Source passage
------------------------------------

Published on May 17 2018 12:47 PM in Retail tagged: World Health Organisation / Institute of Economic Affairs / Food Tax

Sin Tax On 'Unhealthy' Food Could Cost Irish Families Over €600 A Year

A proposed sin tax on unhealthy food made by the World Health Organisation (WHO) could increase Irish family spending by up to €607 a year, according to the Institute of Economic Affairs in the UK.

The WHO and Michael Bloomberg are set to drive governments all over the globe to dramatically increase ‘sin taxes’ on food and drink that they deem to be unhealthy.

The WHO is proposing a 20% tax on unhealthy food, claiming that it can lead to a reduction in consumption of around 20%.

Piling On The Pressure

The WHO’s definition of ‘unhealthy’ food circles products deemed high in fat, sugar, salt or calories. This could mean tax rises for consumers of milk drinks, breakfast cereals, confectionery, baked goods, yoghurts, crisps, bread, soup and lunchbox staples such as sliced ham.

Analysis from the IEA has warned that rather than reducing obesity, which similar taxes worldwide have shown no evidence of success, a 20% sin tax on food considered unhealthy by the WHO would just increase the price of food and groceries - putting further pressure on Irish families.

The IEA claim that sin taxes are a reliable source of revenue precisely because they simply raise the cost of living. It added that whilst they are intended to reduce consumption of demerit goods and indirectly improve health, the products being targeted are price inelastic, meaning consumers will be forced into paying more for their food and drink.

Christopher Snowdon, Head of Lifestyle Economics at the Institute of Economic Affairs, said, “Taxing the groceries of ordinary families will only succeed in making them poorer, when all the credible evidence shows that the best way to improve health is to make people richer.”

“The nature of the taxes would inevitably hit poorest households hardest. Our analysis is confined to four rich countries; the impact would be even more severe in developing countries,” the IEA said.

------------------------------------

Records
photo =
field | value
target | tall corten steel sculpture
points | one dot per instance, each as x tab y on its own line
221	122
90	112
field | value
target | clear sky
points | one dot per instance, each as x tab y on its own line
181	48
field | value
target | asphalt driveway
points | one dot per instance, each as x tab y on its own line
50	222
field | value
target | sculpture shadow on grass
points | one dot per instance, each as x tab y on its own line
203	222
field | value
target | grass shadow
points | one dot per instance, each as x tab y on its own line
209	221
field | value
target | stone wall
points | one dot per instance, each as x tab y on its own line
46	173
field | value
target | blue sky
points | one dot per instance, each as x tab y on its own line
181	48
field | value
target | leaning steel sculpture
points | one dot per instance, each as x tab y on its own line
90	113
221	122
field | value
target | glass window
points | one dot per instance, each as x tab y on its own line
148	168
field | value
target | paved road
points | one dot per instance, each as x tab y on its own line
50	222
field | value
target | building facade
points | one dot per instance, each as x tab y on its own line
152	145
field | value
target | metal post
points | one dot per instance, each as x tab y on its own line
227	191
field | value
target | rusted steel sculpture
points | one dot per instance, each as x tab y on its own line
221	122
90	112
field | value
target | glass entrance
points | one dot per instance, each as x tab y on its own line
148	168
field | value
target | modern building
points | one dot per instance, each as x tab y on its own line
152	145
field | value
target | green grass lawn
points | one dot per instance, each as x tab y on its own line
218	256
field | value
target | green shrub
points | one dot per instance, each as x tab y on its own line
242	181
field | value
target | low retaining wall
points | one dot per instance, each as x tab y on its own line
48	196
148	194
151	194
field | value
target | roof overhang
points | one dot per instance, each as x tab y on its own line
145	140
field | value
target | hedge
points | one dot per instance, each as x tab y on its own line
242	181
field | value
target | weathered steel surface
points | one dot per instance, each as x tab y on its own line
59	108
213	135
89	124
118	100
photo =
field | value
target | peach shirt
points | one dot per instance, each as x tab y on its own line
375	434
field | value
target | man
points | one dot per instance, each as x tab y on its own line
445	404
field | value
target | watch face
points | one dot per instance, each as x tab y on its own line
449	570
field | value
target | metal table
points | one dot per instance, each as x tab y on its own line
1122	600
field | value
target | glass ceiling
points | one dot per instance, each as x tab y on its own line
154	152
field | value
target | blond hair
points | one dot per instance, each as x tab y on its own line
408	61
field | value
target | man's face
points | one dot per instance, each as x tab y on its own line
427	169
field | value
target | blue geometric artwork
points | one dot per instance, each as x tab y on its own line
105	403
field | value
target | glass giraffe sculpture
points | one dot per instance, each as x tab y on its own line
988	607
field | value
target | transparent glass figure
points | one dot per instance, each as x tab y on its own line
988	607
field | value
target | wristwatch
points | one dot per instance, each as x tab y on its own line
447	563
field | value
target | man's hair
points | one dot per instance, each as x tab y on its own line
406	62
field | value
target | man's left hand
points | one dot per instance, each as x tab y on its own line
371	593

------------------------------------

Things to do
**a.** Repeat everything in the food tax article from "Sin Tax On 'Unhealthy'" down to "Affairs in the UK.", word for word.
**b.** In the food tax article, what rate of tax is the WHO proposing on unhealthy food?

Results in order
**a.**
Sin Tax On 'Unhealthy' Food Could Cost Irish Families Over €600 A Year

A proposed sin tax on unhealthy food made by the World Health Organisation (WHO) could increase Irish family spending by up to €607 a year, according to the Institute of Economic Affairs in the UK.

**b.** 20%